Required work
All lines at or after the one containing "negative clicks: (417, 285) (381, 121)", up to the last line of the material, must be repeated exactly, and no others.

Data records
------------------------------

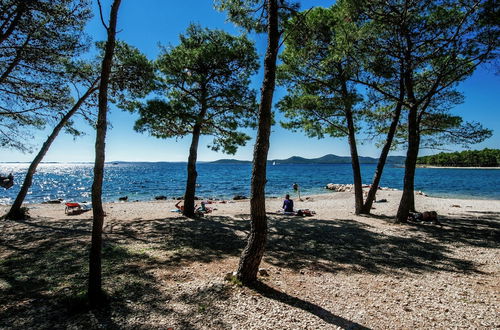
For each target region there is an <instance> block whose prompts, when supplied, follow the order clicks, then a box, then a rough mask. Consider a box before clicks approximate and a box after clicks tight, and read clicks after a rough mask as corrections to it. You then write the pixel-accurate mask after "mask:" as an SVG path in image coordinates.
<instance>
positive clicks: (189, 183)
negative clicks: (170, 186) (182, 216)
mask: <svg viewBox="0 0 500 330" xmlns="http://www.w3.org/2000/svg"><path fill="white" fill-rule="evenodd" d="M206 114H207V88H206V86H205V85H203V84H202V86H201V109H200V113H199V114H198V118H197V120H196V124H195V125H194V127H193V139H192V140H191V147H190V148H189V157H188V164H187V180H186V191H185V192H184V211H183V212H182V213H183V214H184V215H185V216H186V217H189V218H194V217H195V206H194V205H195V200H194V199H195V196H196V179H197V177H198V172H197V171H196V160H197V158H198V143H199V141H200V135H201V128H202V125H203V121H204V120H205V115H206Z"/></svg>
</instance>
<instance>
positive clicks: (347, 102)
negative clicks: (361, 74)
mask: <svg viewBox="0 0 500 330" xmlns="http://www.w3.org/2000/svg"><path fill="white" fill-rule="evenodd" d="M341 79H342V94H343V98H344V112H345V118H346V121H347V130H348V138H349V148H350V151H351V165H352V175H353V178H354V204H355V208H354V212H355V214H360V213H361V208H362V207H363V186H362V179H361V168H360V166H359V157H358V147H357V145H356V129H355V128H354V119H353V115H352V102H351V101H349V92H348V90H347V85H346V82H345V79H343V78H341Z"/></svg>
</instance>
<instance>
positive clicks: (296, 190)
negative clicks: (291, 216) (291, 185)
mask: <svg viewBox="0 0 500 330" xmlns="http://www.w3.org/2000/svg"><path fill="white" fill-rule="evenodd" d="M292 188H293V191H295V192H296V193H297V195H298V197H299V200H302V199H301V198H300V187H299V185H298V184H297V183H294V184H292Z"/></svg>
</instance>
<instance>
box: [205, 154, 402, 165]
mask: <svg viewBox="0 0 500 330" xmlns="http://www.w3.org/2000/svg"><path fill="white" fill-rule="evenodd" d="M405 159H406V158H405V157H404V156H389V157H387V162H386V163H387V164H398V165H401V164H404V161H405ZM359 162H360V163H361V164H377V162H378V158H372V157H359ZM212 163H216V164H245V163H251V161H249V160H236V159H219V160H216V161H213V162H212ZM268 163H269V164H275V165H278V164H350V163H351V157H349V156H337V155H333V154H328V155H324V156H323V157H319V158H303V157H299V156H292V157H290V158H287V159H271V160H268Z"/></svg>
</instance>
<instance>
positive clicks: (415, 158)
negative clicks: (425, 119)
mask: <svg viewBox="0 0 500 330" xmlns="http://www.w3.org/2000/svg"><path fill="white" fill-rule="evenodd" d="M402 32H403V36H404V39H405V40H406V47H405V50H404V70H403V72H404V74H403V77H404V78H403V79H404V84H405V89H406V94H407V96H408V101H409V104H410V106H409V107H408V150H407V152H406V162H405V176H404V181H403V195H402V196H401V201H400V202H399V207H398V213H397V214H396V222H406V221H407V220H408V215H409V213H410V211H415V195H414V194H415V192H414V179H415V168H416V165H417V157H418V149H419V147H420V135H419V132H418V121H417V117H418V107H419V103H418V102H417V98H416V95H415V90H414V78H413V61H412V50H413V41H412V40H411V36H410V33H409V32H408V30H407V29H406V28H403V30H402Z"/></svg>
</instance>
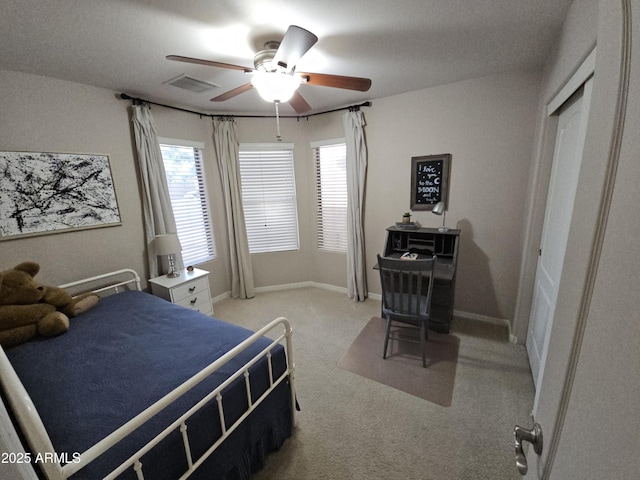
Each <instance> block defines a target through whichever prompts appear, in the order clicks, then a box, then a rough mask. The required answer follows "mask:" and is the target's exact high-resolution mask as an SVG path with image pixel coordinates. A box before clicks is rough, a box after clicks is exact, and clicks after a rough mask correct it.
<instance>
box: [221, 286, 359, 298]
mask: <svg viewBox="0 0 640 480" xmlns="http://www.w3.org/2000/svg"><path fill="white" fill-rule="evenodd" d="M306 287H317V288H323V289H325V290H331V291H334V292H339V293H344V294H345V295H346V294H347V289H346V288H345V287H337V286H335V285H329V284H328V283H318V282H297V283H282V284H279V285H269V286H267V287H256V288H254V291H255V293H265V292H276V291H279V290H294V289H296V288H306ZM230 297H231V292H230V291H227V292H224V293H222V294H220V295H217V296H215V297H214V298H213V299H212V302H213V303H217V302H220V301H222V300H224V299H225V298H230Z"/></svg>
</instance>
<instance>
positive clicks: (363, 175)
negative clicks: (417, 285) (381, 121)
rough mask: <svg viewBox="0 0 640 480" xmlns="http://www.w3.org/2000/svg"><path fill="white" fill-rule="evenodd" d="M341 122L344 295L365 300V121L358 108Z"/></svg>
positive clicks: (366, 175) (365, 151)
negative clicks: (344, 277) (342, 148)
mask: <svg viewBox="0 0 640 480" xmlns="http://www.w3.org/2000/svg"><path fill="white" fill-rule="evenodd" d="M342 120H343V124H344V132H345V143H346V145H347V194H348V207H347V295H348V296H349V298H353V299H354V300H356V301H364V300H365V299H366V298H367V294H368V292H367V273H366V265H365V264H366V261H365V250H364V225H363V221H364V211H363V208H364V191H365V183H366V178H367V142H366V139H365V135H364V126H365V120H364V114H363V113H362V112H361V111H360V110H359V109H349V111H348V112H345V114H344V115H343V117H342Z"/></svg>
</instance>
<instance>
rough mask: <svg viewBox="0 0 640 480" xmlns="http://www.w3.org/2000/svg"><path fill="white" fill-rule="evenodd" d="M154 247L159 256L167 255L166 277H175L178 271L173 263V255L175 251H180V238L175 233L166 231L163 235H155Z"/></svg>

------------------------------

Solved exercise
negative clicks: (417, 285) (381, 121)
rough mask: <svg viewBox="0 0 640 480" xmlns="http://www.w3.org/2000/svg"><path fill="white" fill-rule="evenodd" d="M341 122L344 295L365 300V121L358 108Z"/></svg>
positive clicks: (366, 175) (365, 151)
negative clicks: (344, 277) (342, 148)
mask: <svg viewBox="0 0 640 480" xmlns="http://www.w3.org/2000/svg"><path fill="white" fill-rule="evenodd" d="M342 120H343V124H344V132H345V143H346V145H347V194H348V207H347V295H348V296H349V298H353V299H354V300H356V301H364V300H365V299H366V298H367V294H368V292H367V273H366V265H365V264H366V261H365V250H364V225H363V221H364V211H363V208H364V191H365V183H366V178H367V142H366V139H365V135H364V126H365V120H364V114H363V113H362V112H361V111H360V110H359V109H349V111H348V112H345V114H344V115H343V117H342Z"/></svg>
</instance>
<instance>
rough mask: <svg viewBox="0 0 640 480" xmlns="http://www.w3.org/2000/svg"><path fill="white" fill-rule="evenodd" d="M154 247L159 256L167 255L166 277H175L178 271L173 263V255L175 251H180V238L175 233L166 231L163 235H155Z"/></svg>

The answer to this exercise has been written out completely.